> [Consigne écrite]: Pouvez-vous recopier à l'identique, dans l'extrait de l'arrêt de la Cour de cassation, le passage qui va de "La demanderesse invoque, à" jusqu'à "au procureur général." ?

La demanderesse invoque, à l'appui de son pourvoi, le moyen unique de cassation annexé au présent arrêt.
Le dossier a été communiqué au procureur général.
Sur le rapport de Mme Lion, conseiller référendaire, les observations de la SCP Piwnica et Molinié, avocat de la société Orefa, de la SCP Foussard et Froger, avocat du directeur général des finances publiques, représenté par l'administrateur général des finances publiques chargé de la direction nationale d'enquêtes fiscales, et l'avis de Mme Gueguen, premier avocat général, à la suite duquel le président a demandé aux avocats s'ils souhaitaient présenter des observations complémentaires, après débats en l'audience publique du 3 janvier 2023 où étaient présents M. Vigneau, président, Mme Lion, conseiller référendaire rapporteur, M. Mollard, conseiller doyen, Mmes Graff-Daudret, Daubigney, M. Ponsot, Mmes Fèvre, Ducloz, M. Alt, conseillers, MM. Guerlot, Blanc, Mmes Lefeuvre, Tostain, M. Maigret, conseillers référendaires, Mme Gueguen, premier avocat général, et Mme Fornarelli, greffier de chambre,
la chambre commerciale, financière et économique de la Cour de cassation, composée, en application de l'article R. 431-5 du code de l'organisation judiciaire, des président et conseillers précités, après en avoir délibéré conformément à la loi, a rendu le présent arrêt ;
Faits et procédure
1. Selon l'ordonnance attaquée, rendue par le premier président d'une cour d'appel (Paris, 3 mars 2021), un juge des libertés et de la détention (JLD) a, sur le fondement de l'article L. 16 B du livre des procédures fiscales, autorisé des agents de l'administration fiscale à effectuer des visites et saisies dans des locaux situés [Adresse 4] et/ou à [Localité 6], susceptibles d'être occupés, notamment, par la société Orefi orientale et financière et/ou la société Vente-privée.com et/ou la société de droit luxembourgeois Orefa et/ou toute entité du groupe informel dirigé directement ou indirectement par M. [J], et [Adresse 1], susceptibles d'être occupés par M. et Mme [J] et/ou Mme [E] [R] et/ou la société Orefa, en vue de rechercher la preuve de la commission, par la société Orefa, d'une fraude fiscale. Les opérations se sont déroulées le 27 juin 2019.

> [Données fournies]:
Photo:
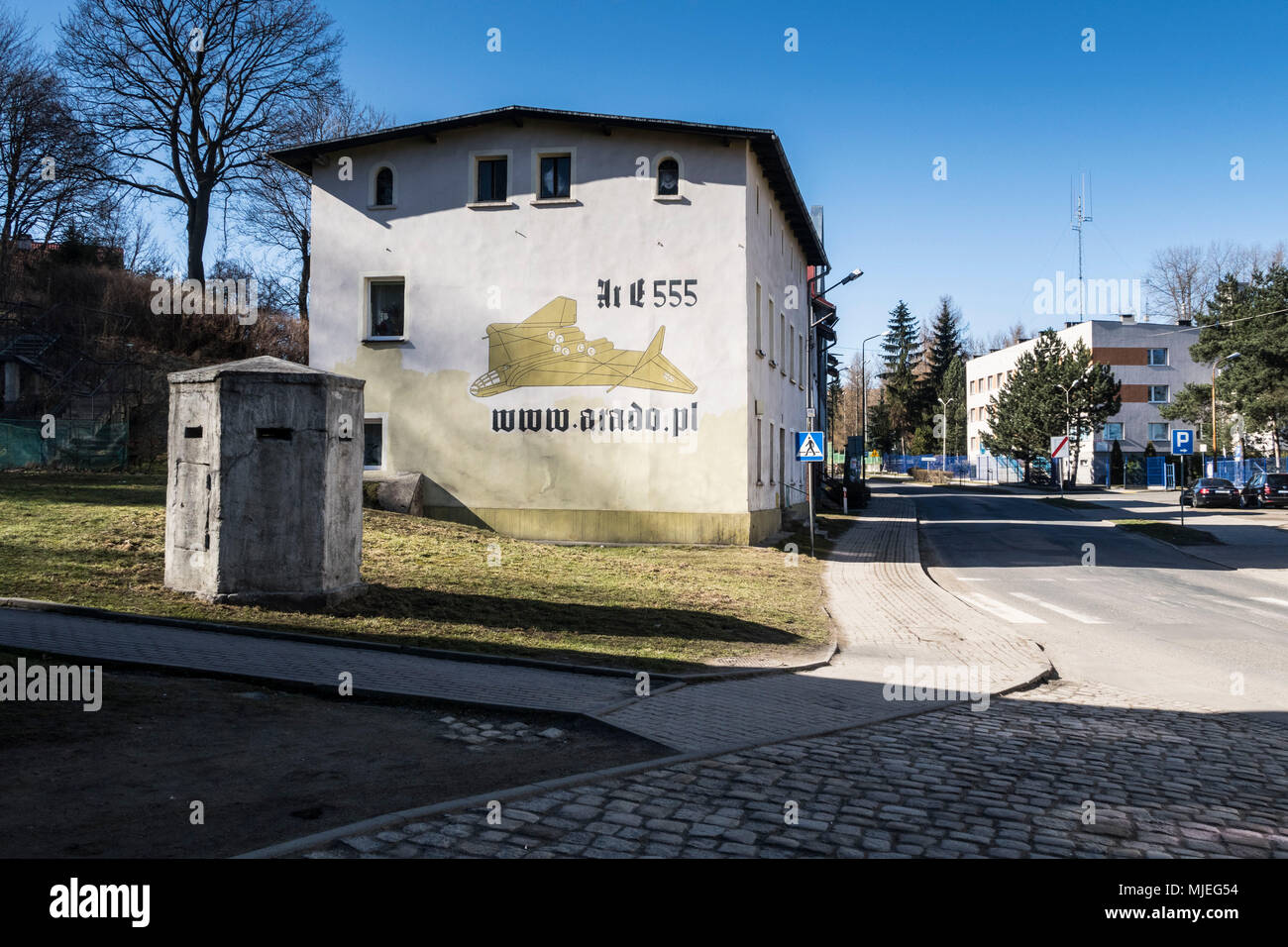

> [Solution]:
La demanderesse invoque, à l'appui de son pourvoi, le moyen unique de cassation annexé au présent arrêt.
Le dossier a été communiqué au procureur général.